EXTRACTED RECORDS —
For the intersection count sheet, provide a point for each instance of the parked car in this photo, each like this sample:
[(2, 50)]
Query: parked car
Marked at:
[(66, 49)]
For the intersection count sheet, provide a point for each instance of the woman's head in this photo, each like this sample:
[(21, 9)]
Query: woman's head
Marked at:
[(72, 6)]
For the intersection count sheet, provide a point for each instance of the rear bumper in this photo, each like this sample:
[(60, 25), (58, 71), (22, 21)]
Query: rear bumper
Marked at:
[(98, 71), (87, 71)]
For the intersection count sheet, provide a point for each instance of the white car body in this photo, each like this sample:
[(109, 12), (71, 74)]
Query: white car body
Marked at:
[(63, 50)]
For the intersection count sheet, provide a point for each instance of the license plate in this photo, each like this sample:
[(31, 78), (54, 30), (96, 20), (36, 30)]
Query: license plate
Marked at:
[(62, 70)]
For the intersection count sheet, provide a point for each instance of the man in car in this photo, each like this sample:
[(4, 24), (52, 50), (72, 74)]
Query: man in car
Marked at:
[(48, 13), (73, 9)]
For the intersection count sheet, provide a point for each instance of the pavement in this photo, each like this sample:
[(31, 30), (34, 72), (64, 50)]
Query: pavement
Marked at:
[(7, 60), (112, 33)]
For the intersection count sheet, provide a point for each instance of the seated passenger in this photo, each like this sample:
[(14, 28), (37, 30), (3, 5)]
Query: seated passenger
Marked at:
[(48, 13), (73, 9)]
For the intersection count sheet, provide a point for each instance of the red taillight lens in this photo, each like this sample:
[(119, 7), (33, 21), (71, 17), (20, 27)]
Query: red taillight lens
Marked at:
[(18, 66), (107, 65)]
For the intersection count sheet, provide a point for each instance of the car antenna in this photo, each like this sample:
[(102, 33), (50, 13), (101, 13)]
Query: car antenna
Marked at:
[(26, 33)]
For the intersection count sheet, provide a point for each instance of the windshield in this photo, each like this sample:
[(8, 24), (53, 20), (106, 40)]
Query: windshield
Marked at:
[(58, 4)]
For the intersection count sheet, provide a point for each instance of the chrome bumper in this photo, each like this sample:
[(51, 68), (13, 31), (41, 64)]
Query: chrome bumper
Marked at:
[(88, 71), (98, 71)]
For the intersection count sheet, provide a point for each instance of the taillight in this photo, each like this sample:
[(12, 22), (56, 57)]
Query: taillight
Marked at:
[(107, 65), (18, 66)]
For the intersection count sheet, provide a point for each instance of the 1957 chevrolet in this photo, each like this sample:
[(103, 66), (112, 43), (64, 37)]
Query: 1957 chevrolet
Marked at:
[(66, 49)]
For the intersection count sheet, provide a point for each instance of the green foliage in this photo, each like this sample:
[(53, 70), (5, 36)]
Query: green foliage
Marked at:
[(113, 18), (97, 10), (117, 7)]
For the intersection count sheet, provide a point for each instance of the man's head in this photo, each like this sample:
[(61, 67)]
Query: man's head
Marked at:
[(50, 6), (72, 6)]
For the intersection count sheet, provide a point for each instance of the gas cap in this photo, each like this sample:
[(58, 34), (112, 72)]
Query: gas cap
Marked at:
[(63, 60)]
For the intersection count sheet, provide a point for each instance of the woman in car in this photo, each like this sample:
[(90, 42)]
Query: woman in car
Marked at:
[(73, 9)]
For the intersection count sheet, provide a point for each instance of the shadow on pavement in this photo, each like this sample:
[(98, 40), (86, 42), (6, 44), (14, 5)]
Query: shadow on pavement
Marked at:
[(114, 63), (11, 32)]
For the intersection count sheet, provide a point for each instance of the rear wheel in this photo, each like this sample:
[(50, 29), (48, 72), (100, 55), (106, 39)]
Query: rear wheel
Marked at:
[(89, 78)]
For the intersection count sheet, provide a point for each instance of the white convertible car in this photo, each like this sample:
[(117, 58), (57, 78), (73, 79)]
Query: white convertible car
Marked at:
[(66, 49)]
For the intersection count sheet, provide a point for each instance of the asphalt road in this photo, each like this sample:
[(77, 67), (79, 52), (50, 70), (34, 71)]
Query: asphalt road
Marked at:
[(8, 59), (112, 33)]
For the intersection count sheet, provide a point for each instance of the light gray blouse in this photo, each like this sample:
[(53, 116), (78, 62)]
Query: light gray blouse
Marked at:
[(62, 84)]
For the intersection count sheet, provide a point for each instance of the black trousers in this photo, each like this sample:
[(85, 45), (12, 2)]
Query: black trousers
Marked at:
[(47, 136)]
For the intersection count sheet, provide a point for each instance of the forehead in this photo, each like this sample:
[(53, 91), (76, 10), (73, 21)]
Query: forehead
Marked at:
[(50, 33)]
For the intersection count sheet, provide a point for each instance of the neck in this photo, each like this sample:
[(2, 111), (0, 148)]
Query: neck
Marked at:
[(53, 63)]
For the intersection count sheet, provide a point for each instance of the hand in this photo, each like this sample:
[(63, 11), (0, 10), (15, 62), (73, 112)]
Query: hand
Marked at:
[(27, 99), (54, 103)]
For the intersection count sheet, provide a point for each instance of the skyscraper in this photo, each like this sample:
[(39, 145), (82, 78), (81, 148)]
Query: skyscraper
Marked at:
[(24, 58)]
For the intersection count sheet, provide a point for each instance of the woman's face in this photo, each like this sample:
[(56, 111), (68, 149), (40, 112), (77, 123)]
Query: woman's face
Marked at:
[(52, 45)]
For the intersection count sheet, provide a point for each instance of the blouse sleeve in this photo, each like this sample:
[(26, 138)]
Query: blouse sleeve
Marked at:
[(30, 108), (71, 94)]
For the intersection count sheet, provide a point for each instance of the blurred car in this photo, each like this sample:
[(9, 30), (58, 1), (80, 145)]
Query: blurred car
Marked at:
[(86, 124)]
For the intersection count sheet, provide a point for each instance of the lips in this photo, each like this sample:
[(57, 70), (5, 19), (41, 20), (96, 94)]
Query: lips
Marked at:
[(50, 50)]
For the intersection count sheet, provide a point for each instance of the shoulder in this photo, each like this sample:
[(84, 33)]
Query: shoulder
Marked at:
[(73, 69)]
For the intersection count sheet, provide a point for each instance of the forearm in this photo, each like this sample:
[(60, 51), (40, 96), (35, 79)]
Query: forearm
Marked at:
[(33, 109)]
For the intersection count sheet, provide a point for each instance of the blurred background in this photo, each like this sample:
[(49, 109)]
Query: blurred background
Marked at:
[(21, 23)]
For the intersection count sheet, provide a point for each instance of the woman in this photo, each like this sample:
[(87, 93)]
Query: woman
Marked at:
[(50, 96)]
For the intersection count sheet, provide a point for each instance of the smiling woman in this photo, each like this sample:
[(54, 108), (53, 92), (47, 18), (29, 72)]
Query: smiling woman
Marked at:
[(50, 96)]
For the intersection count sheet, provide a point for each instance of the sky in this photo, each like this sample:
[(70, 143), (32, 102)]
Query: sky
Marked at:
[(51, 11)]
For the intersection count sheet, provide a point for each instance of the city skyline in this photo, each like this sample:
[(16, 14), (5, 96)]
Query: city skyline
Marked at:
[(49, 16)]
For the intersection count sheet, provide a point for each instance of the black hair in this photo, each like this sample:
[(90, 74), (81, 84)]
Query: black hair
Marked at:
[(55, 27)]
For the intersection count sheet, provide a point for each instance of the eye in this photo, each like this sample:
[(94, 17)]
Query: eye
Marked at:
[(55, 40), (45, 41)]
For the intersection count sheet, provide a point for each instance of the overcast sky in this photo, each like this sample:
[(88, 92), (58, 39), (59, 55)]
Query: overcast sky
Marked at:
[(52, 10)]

INSTRUCTION — Return the material from the line with "the rear bumper" up to and including the line with "[(107, 65), (18, 66)]" as a JSON list of strings, one string per line, leaving out blank lines.

WRITTEN ANSWER —
[
  "For the intersection count sheet, provide a point for each instance of the rear bumper in this photo, each like this sample:",
  "[(60, 25), (58, 71), (22, 21)]",
  "Query: rear bumper",
  "Marked at:",
  "[(98, 71), (87, 71)]",
  "For the intersection count sheet, provide a point for each instance of the white car body in this photo, each like this sample:",
  "[(109, 12), (71, 74)]",
  "Query: white car body",
  "Marked at:",
  "[(63, 50)]",
  "For the intersection count sheet, provide a point for each instance of the license plate in this photo, each like this sample:",
  "[(31, 78), (54, 30), (96, 20), (36, 30)]",
  "Query: license plate",
  "Marked at:",
  "[(62, 70)]",
  "For the intersection count sheet, provide a point for each instance of the man in car in this photo, each like this sample:",
  "[(4, 24), (52, 50), (72, 74)]",
  "Query: man in car",
  "Marked at:",
  "[(48, 13), (73, 9)]",
  "For the intersection count sheet, provide a point for each instance of the pavement in this photo, each like this sample:",
  "[(31, 30), (34, 72), (64, 50)]",
  "Query: pavement",
  "Marked at:",
  "[(7, 60), (112, 33)]",
  "For the intersection count sheet, provide a point for each instance of the seated passenger in this photo, each like this sample:",
  "[(14, 28), (37, 30), (3, 5)]",
  "Query: seated passenger",
  "Marked at:",
  "[(48, 13), (73, 9)]",
  "For the intersection count sheet, provide a point for each instance of the red taillight lens in this photo, each like this sample:",
  "[(119, 7), (33, 21), (71, 17), (20, 27)]",
  "Query: red taillight lens",
  "Marked at:",
  "[(18, 66), (107, 65)]",
  "For the intersection count sheet, provide a point for each instance of the car antenna in this photo, each like this sample:",
  "[(102, 33), (50, 13), (101, 13)]",
  "Query: car antenna",
  "Marked at:",
  "[(26, 33)]",
  "For the intersection count sheet, provide a point for each instance of the windshield in this photo, each like this sample:",
  "[(8, 24), (53, 20), (106, 40)]",
  "Query: windshield",
  "Marked at:",
  "[(58, 4)]",
  "For the intersection count sheet, provide a point for each instance of the chrome bumper in this photo, each like this sample:",
  "[(51, 68), (13, 31), (41, 64)]",
  "Query: chrome bumper",
  "Marked at:",
  "[(88, 71), (98, 71)]",
  "For the intersection count sheet, provide a point for each instance of the taillight in this photo, each like this sample:",
  "[(12, 22), (56, 57)]",
  "Query: taillight",
  "Marked at:",
  "[(107, 65), (18, 66)]"
]